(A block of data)
________________

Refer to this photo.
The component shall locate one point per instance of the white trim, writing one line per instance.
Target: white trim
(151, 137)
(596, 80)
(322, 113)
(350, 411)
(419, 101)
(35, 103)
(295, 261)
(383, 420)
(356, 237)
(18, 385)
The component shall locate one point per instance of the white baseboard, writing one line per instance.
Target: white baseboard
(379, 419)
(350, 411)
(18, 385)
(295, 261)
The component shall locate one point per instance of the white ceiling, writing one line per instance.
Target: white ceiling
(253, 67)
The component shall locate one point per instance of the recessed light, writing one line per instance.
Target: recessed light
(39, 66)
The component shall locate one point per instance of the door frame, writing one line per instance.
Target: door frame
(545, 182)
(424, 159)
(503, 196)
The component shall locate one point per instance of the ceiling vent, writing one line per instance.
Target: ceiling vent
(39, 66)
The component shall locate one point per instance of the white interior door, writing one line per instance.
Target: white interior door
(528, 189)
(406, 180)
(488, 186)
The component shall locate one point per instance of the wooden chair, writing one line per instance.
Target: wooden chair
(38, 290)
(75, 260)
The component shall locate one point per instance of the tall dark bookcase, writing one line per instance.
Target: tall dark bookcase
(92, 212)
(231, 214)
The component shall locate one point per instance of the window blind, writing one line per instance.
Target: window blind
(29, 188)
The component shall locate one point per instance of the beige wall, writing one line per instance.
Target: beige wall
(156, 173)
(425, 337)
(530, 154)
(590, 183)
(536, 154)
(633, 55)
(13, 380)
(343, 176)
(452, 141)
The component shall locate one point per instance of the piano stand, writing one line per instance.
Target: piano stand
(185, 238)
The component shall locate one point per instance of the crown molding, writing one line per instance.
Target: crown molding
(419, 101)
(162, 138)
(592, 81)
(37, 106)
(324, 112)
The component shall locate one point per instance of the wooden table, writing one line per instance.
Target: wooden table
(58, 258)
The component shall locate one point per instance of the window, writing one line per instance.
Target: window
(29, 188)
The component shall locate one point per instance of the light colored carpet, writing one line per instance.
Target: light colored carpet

________________

GIVEN REQUEST: Rewrite the material above, putting "module" wherever "component" appears and leaving everything else unchanged.

OUTPUT OF THE TASK:
Refer to this photo.
The module shall locate one point per instance of the white trim, writing one line per instance.
Target: white trim
(151, 137)
(596, 80)
(322, 113)
(350, 411)
(419, 101)
(35, 103)
(295, 261)
(383, 420)
(356, 237)
(18, 385)
The module shall locate one point per instance of the white baseboard, writing one line per instance.
Target: white baseboard
(379, 419)
(350, 411)
(18, 385)
(295, 261)
The module shall locate one point per instance of the white ceiling, writing one line per instance.
Target: white ceiling
(253, 67)
The module shall locate one point per instance of the recessed light, writing one line per instance.
Target: recessed light
(39, 66)
The module shall locate one point per instance of the door frame, writing one line per instance.
Target: door frame
(545, 182)
(424, 159)
(503, 196)
The module shall locate one point per instance of the ceiling vent, writing one line per instance.
Target: ceiling vent
(39, 66)
The module shall locate one point per instance of the white interior door, writing one line per instance.
Target: white interior door
(528, 189)
(406, 180)
(488, 186)
The module shall locate one point per instance of the wooden chair, writing one line per instance.
Target: wooden chair
(38, 290)
(75, 260)
The module shall locate one point per instance of the tall dark bookcase, writing one line per instance.
Target: tall dark bookcase
(92, 212)
(231, 214)
The module shall locate one point per instance of the window blind, writing one line per instance.
Target: window blind
(29, 188)
The module shall locate one point per instance of the beige wall, writing one line per instance.
Target: beige wall
(156, 173)
(425, 337)
(530, 154)
(590, 183)
(536, 154)
(633, 55)
(13, 380)
(343, 176)
(452, 141)
The module shall locate one point per instance of the piano stand, writing one line per instance.
Target: piano stand
(185, 238)
The module shall locate one point per instance of the crown molding, writing one line per instance.
Target: crown molding
(419, 101)
(162, 138)
(592, 81)
(37, 106)
(324, 112)
The module shall locate one point per instance of the wooden table, writing one line per instance.
Target: wooden table
(58, 258)
The module shall locate one point per instance of the window, writing one line per instance.
Target: window
(29, 188)
The module shall locate one point per instance of the light colored carpet, writing one line per instance.
Target: light colored carpet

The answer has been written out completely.